## GIVEN REQUEST
The line containing "TARGET: dark necktie" and every line after it, through the last, are to be extracted exactly; no other lines belong in the answer.

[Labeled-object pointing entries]
^^^^^^^^

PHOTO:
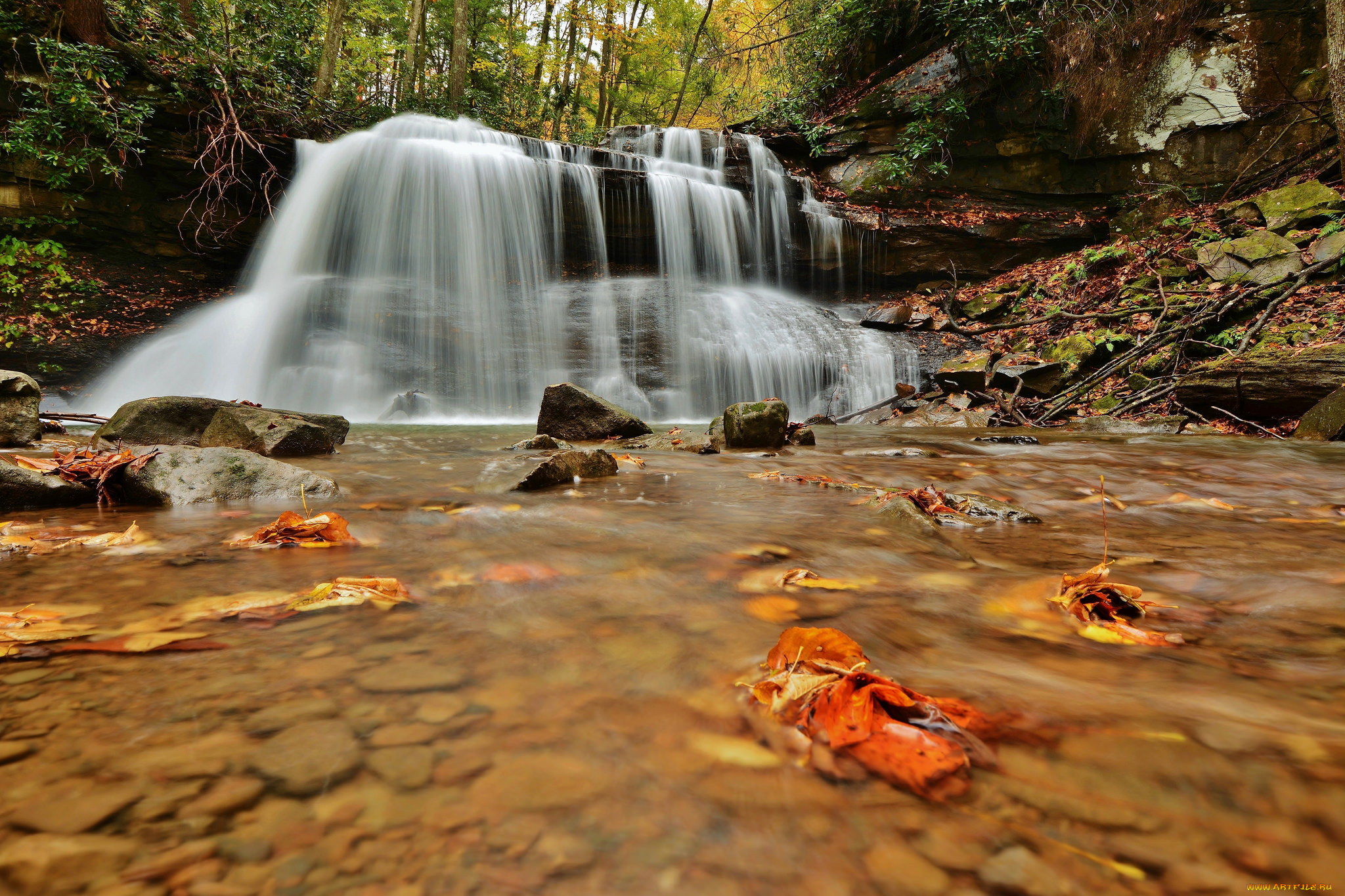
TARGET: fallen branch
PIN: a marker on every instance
(1247, 422)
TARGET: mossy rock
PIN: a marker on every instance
(757, 423)
(1298, 205)
(988, 307)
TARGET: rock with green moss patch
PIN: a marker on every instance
(183, 475)
(1261, 257)
(967, 371)
(1329, 247)
(757, 423)
(1325, 421)
(988, 305)
(1268, 383)
(19, 399)
(1298, 205)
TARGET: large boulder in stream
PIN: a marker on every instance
(183, 475)
(571, 412)
(1268, 383)
(1325, 421)
(182, 419)
(757, 423)
(268, 433)
(19, 399)
(20, 488)
(567, 467)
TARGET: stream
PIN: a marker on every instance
(562, 712)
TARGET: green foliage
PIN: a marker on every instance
(70, 120)
(35, 284)
(921, 146)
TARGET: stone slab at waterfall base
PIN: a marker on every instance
(20, 488)
(182, 475)
(757, 423)
(571, 412)
(19, 399)
(181, 419)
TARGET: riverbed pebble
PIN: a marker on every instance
(309, 757)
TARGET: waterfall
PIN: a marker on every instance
(472, 265)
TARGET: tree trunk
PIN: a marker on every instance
(331, 49)
(604, 73)
(541, 43)
(85, 20)
(1336, 60)
(458, 64)
(686, 73)
(414, 24)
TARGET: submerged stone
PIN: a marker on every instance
(182, 475)
(757, 423)
(19, 400)
(1298, 205)
(1325, 421)
(565, 467)
(22, 488)
(573, 413)
(541, 442)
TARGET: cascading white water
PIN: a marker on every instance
(428, 254)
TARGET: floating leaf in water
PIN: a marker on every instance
(146, 643)
(320, 531)
(926, 744)
(734, 752)
(763, 553)
(85, 467)
(1106, 612)
(211, 608)
(349, 591)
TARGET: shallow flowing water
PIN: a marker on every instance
(599, 633)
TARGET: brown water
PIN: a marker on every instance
(600, 631)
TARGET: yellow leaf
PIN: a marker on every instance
(734, 752)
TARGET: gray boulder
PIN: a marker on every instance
(970, 371)
(1039, 378)
(19, 399)
(20, 488)
(268, 433)
(564, 467)
(183, 475)
(1261, 257)
(1325, 421)
(573, 413)
(181, 419)
(1298, 205)
(757, 423)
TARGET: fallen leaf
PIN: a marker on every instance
(1106, 612)
(349, 591)
(320, 531)
(518, 572)
(763, 553)
(926, 744)
(734, 752)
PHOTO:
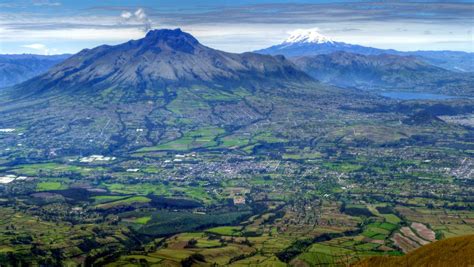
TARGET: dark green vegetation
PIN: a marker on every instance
(264, 172)
(385, 72)
(19, 68)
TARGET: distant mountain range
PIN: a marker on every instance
(163, 58)
(15, 69)
(310, 43)
(159, 87)
(385, 72)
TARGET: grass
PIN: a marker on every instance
(226, 230)
(49, 186)
(143, 220)
(204, 137)
(457, 251)
(124, 202)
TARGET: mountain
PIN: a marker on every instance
(455, 251)
(15, 69)
(385, 72)
(310, 42)
(154, 90)
(163, 58)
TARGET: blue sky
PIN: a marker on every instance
(64, 26)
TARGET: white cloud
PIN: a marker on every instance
(126, 15)
(35, 46)
(139, 16)
(45, 3)
(40, 48)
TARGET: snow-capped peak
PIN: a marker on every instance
(307, 36)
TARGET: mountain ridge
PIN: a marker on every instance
(162, 58)
(17, 68)
(452, 60)
(384, 72)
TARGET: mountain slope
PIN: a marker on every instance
(152, 91)
(18, 68)
(385, 72)
(303, 43)
(162, 58)
(456, 251)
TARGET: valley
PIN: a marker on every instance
(242, 161)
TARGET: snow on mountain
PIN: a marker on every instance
(307, 36)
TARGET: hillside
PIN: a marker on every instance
(311, 43)
(150, 91)
(163, 58)
(15, 69)
(456, 251)
(385, 72)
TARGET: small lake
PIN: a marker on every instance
(416, 96)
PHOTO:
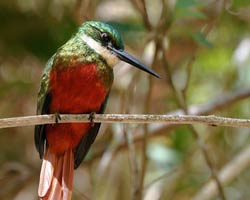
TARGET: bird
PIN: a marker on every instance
(76, 80)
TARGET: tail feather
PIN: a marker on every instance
(56, 176)
(67, 173)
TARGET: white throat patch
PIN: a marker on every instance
(110, 58)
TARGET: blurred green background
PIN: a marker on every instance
(201, 48)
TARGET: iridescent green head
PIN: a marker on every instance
(107, 42)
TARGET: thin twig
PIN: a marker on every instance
(125, 118)
(181, 100)
(227, 174)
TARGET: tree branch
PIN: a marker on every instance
(125, 118)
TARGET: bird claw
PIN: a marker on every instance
(91, 118)
(57, 117)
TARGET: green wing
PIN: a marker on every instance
(43, 102)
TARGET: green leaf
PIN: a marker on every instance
(180, 4)
(201, 39)
(190, 12)
(240, 3)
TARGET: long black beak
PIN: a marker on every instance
(124, 56)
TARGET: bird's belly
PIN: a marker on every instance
(73, 90)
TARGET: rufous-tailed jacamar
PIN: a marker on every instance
(77, 79)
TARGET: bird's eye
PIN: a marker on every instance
(105, 37)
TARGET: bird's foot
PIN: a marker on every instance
(57, 117)
(91, 118)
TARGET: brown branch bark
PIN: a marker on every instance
(125, 118)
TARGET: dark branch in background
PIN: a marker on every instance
(226, 175)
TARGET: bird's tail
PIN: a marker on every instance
(56, 176)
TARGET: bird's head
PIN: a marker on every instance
(107, 42)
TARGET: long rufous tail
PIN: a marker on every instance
(56, 176)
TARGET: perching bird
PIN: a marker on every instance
(76, 80)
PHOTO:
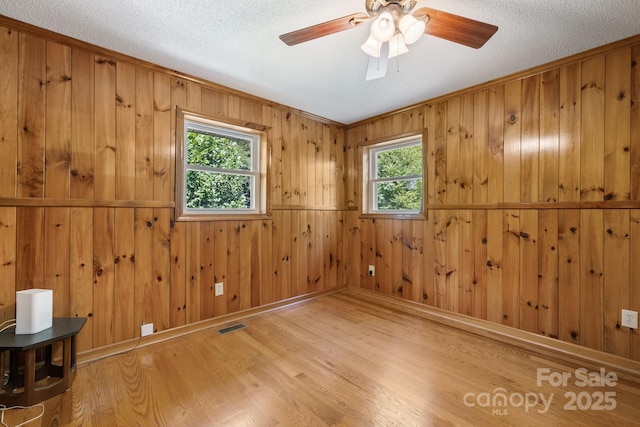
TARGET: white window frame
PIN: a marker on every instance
(370, 179)
(189, 121)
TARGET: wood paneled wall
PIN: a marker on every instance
(87, 152)
(533, 193)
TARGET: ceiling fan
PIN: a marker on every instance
(394, 27)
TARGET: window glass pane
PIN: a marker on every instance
(404, 161)
(218, 151)
(399, 195)
(206, 190)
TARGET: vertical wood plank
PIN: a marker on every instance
(548, 273)
(58, 121)
(29, 248)
(569, 271)
(161, 279)
(634, 277)
(617, 119)
(144, 134)
(511, 268)
(592, 129)
(104, 277)
(105, 128)
(8, 168)
(591, 278)
(635, 123)
(367, 252)
(495, 190)
(530, 142)
(529, 286)
(31, 116)
(144, 277)
(192, 243)
(81, 272)
(233, 284)
(124, 274)
(208, 259)
(468, 183)
(247, 268)
(56, 258)
(440, 179)
(179, 277)
(125, 142)
(82, 125)
(616, 281)
(511, 218)
(549, 135)
(570, 130)
(8, 111)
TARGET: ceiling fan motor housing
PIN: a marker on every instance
(374, 6)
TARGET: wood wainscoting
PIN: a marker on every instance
(350, 358)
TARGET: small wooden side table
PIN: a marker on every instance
(28, 381)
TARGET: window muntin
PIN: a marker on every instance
(221, 169)
(395, 177)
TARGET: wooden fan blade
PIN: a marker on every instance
(456, 28)
(324, 29)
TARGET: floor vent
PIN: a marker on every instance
(231, 328)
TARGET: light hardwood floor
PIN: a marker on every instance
(343, 360)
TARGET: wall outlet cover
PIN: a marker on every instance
(146, 329)
(219, 289)
(629, 319)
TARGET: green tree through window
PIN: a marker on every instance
(218, 172)
(402, 170)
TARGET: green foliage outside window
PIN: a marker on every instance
(218, 181)
(403, 169)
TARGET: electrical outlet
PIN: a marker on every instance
(146, 329)
(629, 319)
(219, 289)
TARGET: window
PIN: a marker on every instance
(393, 177)
(220, 169)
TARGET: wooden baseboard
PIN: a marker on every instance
(545, 346)
(131, 344)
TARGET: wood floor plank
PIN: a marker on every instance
(345, 359)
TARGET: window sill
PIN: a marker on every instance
(224, 217)
(412, 216)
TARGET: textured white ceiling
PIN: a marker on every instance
(236, 44)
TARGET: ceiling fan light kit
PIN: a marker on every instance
(395, 26)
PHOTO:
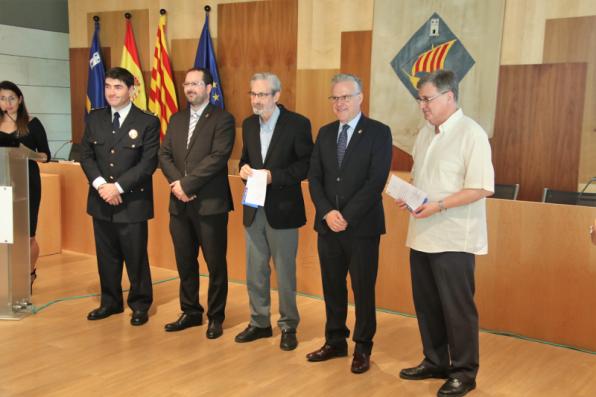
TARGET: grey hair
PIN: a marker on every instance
(445, 80)
(338, 78)
(272, 78)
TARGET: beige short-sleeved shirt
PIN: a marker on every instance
(458, 157)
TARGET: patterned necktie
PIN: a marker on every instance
(194, 118)
(342, 143)
(116, 122)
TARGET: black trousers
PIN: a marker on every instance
(443, 287)
(116, 243)
(189, 232)
(340, 253)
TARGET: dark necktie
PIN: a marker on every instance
(342, 143)
(116, 122)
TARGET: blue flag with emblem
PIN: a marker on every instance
(205, 58)
(95, 81)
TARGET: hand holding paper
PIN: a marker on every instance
(256, 189)
(409, 194)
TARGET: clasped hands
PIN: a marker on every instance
(110, 194)
(336, 221)
(177, 191)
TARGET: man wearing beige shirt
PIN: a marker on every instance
(452, 164)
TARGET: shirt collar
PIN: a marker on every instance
(199, 111)
(352, 123)
(269, 125)
(122, 112)
(451, 121)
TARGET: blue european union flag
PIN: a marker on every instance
(95, 82)
(206, 59)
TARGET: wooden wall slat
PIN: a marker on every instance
(312, 89)
(256, 37)
(572, 40)
(538, 127)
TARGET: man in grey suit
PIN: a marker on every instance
(280, 142)
(194, 158)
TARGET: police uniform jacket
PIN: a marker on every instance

^^^^^^^^

## EXERCISE RESULT
TARGET: dark necktie
PIN: a marker on every instance
(342, 143)
(116, 122)
TARGET: blue flag with emblem
PIN: a marker on every instance
(205, 58)
(95, 81)
TARGET: hand holding paper
PIN: a marker on every instance
(256, 189)
(409, 194)
TARGET: clasped hands
PIN: a marker on every instance
(110, 194)
(336, 221)
(177, 191)
TARGET: man wearing beige shirt
PIN: a marker on every instance
(452, 164)
TARGET: shirt collar
PIN: a marker on every instance
(199, 111)
(352, 123)
(269, 125)
(122, 112)
(451, 121)
TARGET: blue european union flag
PIN: a marker on every instance
(95, 82)
(206, 59)
TARGET: wooden wall slat
PIN: a marker on every instance
(312, 89)
(256, 37)
(572, 40)
(538, 127)
TARGET: man in grey suit
PIN: a marker on every instance
(280, 142)
(194, 158)
TARGET: police uniform jacket
PIN: a marker on every instance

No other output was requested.